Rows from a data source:
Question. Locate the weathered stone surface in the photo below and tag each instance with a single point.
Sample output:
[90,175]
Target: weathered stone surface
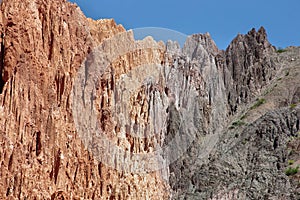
[147,95]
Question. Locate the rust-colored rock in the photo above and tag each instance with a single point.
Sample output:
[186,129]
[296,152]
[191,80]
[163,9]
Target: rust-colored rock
[41,156]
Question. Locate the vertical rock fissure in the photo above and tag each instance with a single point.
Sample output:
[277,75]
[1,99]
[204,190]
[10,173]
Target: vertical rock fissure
[2,82]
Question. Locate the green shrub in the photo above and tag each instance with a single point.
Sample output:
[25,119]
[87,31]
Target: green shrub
[291,171]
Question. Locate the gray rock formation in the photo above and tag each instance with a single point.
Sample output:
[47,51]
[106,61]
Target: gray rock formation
[250,148]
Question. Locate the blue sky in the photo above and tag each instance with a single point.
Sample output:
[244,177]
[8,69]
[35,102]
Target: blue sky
[222,19]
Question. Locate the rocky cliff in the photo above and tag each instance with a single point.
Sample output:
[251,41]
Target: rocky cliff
[87,112]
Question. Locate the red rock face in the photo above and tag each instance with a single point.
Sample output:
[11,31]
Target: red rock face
[41,156]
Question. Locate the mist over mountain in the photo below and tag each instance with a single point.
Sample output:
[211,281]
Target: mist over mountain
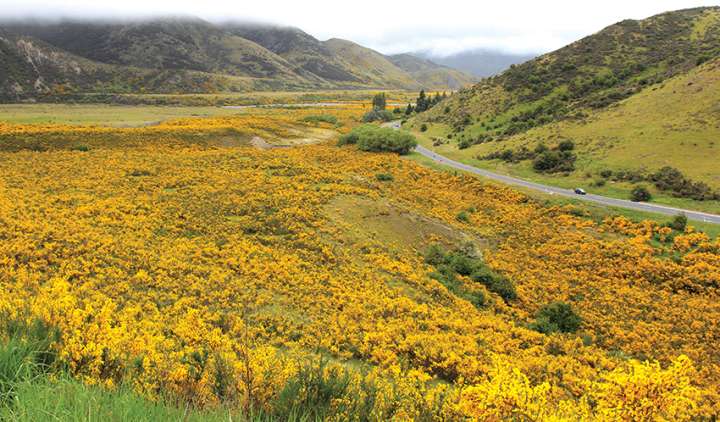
[479,62]
[190,55]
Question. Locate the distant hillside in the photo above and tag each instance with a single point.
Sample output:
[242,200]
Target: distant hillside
[189,55]
[430,74]
[589,74]
[674,124]
[480,63]
[639,103]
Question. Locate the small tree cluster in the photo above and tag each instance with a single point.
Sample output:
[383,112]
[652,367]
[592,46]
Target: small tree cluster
[462,262]
[425,102]
[377,139]
[556,317]
[640,194]
[379,101]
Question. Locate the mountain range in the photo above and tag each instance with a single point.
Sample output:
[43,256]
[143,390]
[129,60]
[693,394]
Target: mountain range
[479,62]
[189,55]
[640,100]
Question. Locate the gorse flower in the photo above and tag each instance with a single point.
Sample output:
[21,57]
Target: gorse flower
[210,273]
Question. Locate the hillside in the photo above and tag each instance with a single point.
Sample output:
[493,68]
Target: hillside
[189,55]
[430,75]
[648,118]
[480,63]
[186,263]
[370,66]
[590,74]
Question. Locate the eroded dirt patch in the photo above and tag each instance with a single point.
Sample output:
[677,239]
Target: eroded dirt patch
[363,220]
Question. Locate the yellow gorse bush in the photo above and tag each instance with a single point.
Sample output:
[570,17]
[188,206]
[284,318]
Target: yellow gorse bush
[166,263]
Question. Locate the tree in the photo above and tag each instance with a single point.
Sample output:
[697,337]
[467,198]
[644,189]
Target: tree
[379,101]
[678,223]
[556,317]
[422,102]
[566,145]
[640,194]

EXERCISE DIRECTIONS
Change every occurrence of "tag each instance" in the rows above to "mark each instance", keeping all other text unchanged, and reproduce the rows without the picture lines.

THE RESULT
Question. Locate the weathered stone surface in the photo below and mark each instance with a single point.
Sample output:
[90,175]
Target: weathered stone surface
[147,95]
Question. Locate the rust-colored rock in the photo above and mark each instance with a single point.
Sample output:
[186,129]
[296,152]
[191,80]
[163,9]
Target: rust-colored rock
[41,156]
Question. Locate the vertical rock fissure in the photo above and mark each instance with a single point.
Sample output:
[277,75]
[1,99]
[204,190]
[10,173]
Target: vertical rock fissure
[2,82]
Question. Locate the green shrub in the photo above and mark each instance with a single point.
Sample output:
[25,119]
[87,31]
Target: green shrub
[291,171]
Question. Locate the gray rock formation in the photo above and mark each instance with a single point.
Sample output:
[47,51]
[106,61]
Target: gray rock formation
[250,148]
Question. Locate the blue sky in the photo above and mark each instance with a single point.
Sample output:
[244,177]
[8,69]
[35,102]
Target: blue sky
[222,19]
Question. Locate the rocky cliff in the photo above and mark each instance with a single point.
Sample output:
[251,41]
Target: rocky cliff
[87,112]
Question. Locate the red rock face in the photo above and mark each instance with a single point.
Sample output:
[11,31]
Target: red rock face
[41,156]
Question. Locate the mist over mountain in the photo below and mark each instance with a single point.
Sample output:
[211,281]
Target: mist over mountain
[479,62]
[190,55]
Question. Locate the distant hillside in the photo above and mark each instance with a single point.
Sample output:
[242,200]
Target: distant hillside
[189,55]
[430,74]
[589,74]
[674,124]
[480,63]
[639,103]
Question. Locate the small tree cluster in the photo above and mark each instance with a single point.
Sample output:
[383,112]
[652,367]
[592,46]
Target: small tree cluster
[462,262]
[425,102]
[377,139]
[556,317]
[640,194]
[379,101]
Question. Locate the mountain range in the photo above and mark each instance with a single point.
Sample output:
[43,256]
[143,390]
[129,60]
[693,394]
Target: mountain range
[479,62]
[189,55]
[640,100]
Question. Locate the gorse flower in the photo above and mark each instance with a single point.
Sample output:
[21,57]
Target: gorse flower
[210,273]
Question. Locate the hillside in the photo above and mark each instance with a single point.
Sample output:
[493,68]
Target: hillside
[189,55]
[430,75]
[648,118]
[480,63]
[186,263]
[370,66]
[590,74]
Question. Locate the eroded dirt patch in the photo above and mark each instance with a single point.
Sample output:
[677,239]
Target: eroded dirt patch
[363,220]
Question. Locate the yellow gorse bush in the photo above and mark each instance with a single point.
Sample output:
[570,17]
[188,206]
[284,318]
Target: yellow gorse bush
[166,263]
Question. Locate the tree in the photo above and mark each instance with a single point.
Sample output:
[697,337]
[467,198]
[644,189]
Target: tree
[379,101]
[678,223]
[556,317]
[422,102]
[566,145]
[640,194]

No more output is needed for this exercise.